- DOCUMENT EXCERPT -

○ ○ ○ ○ ○

Physicochemical profile of macrolides and their comparison with small molecules

Macrolides are stereospecific macrolactones of high molecular weights. Herein, 600 mostly semisynthetic macrolides are compared with 50,000 small non-macrolide synthetic molecules in terms of measured physicochemical properties in order to assess the drug-likeness and developability chances of macrolides. The pre-selected set of diverse macrolides is comprised mostly of derivatives of clarithromycin and azithromycin cores. Lipophilicity (CHI logD), affinity for immobilized artificial membranes (CHI IAM), human serum albumin (HSA) and α(1)-acid glycoprotein (AGP) plasma protein bindings (PPB), DMSO precipitative solubility as well as artificial membrane permeability (AMP) have been determined by high-throughput screening methods. It has been found that macrolides and small molecules have similar lipophilicity profiles, though macrolides show weaker PPB and have better solubility than small discovery molecules. However, macrolides are poorly permeable and have high affinity for immobilized artificial membranes signifying their strong interaction with biological phospholipids. In order to retain the drug-like profile, the design of novel macrolide molecules should be focused on optimisation of macrolide cores, that is macrolactone moiety with sugars and other small substituents avoiding large substituents and flexible linkers such as in conjugate derivatives.

○ ○ ○ ○ ○

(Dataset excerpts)
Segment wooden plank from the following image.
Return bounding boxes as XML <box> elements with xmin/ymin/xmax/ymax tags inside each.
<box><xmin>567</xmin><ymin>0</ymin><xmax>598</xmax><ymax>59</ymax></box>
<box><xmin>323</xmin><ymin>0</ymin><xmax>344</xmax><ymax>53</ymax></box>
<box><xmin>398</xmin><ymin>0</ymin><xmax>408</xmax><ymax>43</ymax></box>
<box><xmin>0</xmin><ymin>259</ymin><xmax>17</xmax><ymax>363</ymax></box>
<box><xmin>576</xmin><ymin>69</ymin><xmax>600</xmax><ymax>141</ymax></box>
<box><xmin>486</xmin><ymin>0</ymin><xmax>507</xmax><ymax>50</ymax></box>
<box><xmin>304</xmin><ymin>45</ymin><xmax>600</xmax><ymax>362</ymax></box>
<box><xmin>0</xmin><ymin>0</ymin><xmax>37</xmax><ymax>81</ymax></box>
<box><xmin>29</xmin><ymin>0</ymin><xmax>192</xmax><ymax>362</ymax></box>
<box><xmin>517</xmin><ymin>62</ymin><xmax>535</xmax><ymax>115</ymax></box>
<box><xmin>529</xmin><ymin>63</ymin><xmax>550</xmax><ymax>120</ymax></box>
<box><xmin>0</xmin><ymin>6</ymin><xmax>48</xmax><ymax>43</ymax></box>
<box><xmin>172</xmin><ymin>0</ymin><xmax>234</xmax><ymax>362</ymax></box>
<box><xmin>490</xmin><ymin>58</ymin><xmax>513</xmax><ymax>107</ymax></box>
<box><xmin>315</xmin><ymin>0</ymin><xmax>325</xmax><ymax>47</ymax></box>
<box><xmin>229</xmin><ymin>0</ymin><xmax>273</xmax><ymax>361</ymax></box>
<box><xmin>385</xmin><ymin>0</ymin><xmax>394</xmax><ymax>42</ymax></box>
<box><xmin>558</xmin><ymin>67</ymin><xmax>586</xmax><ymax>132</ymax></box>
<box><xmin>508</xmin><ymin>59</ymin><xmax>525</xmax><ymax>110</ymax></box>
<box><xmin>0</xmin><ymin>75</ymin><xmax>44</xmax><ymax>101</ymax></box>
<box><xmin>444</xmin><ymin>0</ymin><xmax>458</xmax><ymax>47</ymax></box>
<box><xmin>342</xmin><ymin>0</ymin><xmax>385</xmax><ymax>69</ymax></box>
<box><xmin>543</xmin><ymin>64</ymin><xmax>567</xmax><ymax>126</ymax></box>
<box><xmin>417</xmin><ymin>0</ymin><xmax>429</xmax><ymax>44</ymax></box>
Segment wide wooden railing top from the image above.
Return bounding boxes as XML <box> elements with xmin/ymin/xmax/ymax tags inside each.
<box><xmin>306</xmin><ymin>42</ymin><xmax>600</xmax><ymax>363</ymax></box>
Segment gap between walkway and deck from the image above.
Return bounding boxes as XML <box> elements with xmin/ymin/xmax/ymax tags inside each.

○ ○ ○ ○ ○

- WHAT IS REQUIRED -
Copy out the entire passage on the physicochemical profile of macrolides word for word, including its title.

- REPLY -
Physicochemical profile of macrolides and their comparison with small molecules

Macrolides are stereospecific macrolactones of high molecular weights. Herein, 600 mostly semisynthetic macrolides are compared with 50,000 small non-macrolide synthetic molecules in terms of measured physicochemical properties in order to assess the drug-likeness and developability chances of macrolides. The pre-selected set of diverse macrolides is comprised mostly of derivatives of clarithromycin and azithromycin cores. Lipophilicity (CHI logD), affinity for immobilized artificial membranes (CHI IAM), human serum albumin (HSA) and α(1)-acid glycoprotein (AGP) plasma protein bindings (PPB), DMSO precipitative solubility as well as artificial membrane permeability (AMP) have been determined by high-throughput screening methods. It has been found that macrolides and small molecules have similar lipophilicity profiles, though macrolides show weaker PPB and have better solubility than small discovery molecules. However, macrolides are poorly permeable and have high affinity for immobilized artificial membranes signifying their strong interaction with biological phospholipids. In order to retain the drug-like profile, the design of novel macrolide molecules should be focused on optimisation of macrolide cores, that is macrolactone moiety with sugars and other small substituents avoiding large substituents and flexible linkers such as in conjugate derivatives.